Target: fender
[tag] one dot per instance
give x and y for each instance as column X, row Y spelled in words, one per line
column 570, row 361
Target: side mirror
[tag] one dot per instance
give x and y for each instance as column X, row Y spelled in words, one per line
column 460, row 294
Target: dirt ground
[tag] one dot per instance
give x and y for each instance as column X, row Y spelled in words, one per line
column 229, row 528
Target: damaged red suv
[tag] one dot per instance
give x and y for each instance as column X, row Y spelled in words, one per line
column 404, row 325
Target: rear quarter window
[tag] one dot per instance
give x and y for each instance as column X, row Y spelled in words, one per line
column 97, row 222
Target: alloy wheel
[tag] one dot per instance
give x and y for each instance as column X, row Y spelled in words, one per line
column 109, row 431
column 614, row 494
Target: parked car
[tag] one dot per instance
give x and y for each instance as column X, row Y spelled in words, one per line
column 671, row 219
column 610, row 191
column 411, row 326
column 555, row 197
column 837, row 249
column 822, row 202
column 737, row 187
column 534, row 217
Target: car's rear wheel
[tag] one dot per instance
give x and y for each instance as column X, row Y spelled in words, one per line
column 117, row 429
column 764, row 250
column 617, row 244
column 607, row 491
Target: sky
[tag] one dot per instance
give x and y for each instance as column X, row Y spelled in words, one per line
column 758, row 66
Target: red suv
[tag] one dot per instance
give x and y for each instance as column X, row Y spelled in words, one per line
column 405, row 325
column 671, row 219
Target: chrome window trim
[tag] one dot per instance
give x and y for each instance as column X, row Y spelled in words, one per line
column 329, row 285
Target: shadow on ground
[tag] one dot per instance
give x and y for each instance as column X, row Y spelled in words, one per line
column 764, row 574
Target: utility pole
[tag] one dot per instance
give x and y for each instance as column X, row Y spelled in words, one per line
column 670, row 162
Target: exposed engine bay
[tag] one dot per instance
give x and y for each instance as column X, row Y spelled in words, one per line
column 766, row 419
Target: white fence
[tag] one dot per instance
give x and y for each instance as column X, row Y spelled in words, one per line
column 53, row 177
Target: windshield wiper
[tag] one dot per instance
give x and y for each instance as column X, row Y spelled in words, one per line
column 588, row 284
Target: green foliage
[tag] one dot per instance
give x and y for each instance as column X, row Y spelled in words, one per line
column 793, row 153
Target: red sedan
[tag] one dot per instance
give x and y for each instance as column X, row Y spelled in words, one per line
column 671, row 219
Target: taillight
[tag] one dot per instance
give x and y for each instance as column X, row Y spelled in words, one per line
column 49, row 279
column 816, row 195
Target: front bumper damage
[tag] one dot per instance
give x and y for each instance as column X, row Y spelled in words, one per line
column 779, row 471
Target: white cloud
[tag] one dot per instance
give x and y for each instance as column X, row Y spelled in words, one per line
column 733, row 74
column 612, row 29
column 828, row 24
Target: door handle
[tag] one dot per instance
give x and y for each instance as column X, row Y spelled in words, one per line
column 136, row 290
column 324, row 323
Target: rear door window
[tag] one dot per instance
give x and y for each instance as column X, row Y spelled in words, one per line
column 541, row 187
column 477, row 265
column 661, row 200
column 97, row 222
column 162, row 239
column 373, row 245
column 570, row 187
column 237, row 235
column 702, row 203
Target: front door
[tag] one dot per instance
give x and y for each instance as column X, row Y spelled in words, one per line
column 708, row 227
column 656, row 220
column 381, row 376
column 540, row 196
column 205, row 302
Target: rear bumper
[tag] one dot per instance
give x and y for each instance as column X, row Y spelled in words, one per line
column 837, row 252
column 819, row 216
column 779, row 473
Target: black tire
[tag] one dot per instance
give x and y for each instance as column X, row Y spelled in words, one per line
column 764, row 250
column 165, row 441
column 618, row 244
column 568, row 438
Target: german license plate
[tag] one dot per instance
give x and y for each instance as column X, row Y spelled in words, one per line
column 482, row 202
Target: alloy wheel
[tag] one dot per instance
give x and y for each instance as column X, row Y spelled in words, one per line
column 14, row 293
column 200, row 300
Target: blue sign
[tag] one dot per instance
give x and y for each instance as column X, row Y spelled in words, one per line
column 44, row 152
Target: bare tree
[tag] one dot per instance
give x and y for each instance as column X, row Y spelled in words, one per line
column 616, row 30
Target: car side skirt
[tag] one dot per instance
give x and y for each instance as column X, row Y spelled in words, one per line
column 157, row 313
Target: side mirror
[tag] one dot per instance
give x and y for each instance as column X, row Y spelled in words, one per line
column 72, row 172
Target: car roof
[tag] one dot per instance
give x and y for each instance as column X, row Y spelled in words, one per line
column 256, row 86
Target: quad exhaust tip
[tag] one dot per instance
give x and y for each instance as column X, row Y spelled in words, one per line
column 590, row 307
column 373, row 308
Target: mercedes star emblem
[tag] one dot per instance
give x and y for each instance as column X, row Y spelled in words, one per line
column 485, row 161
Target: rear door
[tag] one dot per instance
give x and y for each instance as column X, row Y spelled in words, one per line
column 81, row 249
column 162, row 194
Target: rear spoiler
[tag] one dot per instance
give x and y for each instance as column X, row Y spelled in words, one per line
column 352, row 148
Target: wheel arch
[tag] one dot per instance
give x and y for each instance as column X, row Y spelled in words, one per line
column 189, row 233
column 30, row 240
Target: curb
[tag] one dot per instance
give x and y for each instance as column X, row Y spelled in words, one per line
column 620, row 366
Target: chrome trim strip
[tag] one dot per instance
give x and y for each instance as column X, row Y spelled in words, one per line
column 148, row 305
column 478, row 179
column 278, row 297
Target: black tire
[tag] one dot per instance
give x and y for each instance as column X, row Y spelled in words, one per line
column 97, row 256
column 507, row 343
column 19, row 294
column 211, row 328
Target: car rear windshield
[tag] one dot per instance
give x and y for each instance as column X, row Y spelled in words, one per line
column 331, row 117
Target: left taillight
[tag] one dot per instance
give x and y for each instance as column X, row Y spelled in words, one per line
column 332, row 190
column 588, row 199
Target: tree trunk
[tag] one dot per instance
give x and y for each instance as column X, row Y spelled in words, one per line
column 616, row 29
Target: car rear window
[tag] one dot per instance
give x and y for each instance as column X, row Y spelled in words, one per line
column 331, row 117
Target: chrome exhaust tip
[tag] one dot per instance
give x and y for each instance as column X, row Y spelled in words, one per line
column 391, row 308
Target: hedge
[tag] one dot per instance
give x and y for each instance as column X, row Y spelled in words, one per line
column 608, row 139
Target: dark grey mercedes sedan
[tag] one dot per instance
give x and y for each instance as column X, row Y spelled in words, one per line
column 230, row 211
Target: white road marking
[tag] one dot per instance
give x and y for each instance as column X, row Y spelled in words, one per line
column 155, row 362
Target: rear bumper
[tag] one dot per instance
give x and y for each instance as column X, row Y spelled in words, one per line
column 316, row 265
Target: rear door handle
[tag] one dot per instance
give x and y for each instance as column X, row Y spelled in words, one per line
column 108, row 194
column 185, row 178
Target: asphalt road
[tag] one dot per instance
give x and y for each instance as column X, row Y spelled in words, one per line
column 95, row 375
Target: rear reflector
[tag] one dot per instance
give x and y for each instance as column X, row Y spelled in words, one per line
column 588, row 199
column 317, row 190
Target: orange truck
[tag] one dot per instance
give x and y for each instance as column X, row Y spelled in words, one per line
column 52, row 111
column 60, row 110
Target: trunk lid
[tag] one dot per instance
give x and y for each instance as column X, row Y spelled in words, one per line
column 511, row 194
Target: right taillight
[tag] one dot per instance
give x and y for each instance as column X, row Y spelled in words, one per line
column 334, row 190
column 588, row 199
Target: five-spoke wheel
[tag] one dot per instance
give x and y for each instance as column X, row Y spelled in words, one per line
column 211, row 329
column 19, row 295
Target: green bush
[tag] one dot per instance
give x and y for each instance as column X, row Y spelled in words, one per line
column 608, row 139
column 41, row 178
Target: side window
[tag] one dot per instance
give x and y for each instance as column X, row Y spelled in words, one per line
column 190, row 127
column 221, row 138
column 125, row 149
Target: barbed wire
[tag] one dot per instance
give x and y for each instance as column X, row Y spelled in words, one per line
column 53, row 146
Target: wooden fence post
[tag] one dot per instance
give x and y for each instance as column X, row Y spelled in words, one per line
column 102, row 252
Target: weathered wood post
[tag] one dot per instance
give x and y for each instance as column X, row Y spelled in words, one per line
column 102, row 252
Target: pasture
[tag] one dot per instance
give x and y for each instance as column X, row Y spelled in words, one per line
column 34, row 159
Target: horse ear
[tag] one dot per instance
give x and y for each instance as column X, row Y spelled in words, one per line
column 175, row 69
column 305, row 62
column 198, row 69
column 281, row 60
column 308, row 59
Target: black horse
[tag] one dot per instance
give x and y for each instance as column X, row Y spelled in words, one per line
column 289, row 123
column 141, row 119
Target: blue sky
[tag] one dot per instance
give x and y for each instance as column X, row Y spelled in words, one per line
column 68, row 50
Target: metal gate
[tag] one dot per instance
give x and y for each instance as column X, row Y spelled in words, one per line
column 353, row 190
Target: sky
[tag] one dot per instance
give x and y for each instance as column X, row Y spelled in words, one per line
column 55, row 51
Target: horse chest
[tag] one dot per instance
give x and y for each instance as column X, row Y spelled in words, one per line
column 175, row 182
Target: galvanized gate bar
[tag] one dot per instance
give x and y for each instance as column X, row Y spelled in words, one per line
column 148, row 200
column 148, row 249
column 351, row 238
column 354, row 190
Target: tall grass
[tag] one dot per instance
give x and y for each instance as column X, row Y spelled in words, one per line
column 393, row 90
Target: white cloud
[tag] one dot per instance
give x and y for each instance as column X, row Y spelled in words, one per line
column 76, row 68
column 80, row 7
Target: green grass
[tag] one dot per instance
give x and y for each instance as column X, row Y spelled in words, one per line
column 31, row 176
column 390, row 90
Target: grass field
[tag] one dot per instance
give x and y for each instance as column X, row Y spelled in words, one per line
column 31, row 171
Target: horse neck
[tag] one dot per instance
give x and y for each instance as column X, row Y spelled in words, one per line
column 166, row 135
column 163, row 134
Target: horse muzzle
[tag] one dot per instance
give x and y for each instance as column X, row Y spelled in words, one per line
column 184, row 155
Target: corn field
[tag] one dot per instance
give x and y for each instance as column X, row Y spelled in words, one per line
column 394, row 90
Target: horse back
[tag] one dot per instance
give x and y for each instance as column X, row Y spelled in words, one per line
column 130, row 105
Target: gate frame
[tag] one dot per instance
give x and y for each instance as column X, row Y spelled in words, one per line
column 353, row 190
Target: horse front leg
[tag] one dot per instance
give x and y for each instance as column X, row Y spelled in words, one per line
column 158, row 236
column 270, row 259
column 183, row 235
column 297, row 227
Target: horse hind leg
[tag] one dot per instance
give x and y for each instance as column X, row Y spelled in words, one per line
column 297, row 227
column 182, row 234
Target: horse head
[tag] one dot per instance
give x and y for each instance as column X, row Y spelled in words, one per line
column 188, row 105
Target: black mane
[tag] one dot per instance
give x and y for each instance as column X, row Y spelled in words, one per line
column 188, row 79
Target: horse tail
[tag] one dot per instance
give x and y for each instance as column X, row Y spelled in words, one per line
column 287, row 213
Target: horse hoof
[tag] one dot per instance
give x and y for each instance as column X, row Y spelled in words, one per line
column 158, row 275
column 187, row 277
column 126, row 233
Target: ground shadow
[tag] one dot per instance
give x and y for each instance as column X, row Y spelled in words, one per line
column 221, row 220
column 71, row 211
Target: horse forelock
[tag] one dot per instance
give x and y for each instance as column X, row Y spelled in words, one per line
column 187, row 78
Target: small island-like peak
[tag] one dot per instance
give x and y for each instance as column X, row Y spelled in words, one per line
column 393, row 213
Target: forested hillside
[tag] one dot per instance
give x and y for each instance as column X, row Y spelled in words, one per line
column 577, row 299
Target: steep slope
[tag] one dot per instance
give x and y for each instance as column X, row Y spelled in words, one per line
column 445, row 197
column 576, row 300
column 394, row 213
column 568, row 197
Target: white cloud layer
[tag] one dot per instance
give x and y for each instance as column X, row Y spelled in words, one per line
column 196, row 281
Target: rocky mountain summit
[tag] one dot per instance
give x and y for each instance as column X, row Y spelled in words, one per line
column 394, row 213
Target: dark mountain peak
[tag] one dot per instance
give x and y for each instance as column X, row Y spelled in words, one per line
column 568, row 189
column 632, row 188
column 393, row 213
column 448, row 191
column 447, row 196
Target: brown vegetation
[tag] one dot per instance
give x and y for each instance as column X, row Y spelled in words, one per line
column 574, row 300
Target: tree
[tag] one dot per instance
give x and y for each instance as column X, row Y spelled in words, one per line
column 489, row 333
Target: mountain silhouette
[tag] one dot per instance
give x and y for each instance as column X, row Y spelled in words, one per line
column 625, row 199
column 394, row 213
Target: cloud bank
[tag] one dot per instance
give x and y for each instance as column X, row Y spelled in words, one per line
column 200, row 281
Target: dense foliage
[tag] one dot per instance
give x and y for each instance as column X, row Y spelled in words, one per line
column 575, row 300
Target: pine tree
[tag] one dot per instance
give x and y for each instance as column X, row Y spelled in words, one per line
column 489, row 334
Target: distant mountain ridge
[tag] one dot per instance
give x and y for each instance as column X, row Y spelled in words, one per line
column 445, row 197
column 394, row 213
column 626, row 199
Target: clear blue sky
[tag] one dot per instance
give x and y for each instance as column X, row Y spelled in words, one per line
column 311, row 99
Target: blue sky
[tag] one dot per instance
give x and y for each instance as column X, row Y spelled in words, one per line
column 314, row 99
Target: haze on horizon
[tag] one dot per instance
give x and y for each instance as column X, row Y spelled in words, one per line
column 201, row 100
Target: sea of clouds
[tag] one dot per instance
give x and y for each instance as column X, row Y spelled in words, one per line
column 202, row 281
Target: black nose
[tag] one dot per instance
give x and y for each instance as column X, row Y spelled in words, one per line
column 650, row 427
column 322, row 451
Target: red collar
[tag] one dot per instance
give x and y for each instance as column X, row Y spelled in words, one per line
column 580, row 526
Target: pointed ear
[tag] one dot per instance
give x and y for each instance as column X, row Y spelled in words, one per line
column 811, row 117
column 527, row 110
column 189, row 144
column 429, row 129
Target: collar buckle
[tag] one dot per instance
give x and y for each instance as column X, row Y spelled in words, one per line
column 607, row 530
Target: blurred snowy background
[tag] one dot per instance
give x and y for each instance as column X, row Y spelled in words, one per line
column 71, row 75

══════════════════════════════

• **Problem to work on**: What is needed is how many lines of the listing include the string "horse", given as a bare number.

• **Task output**: 12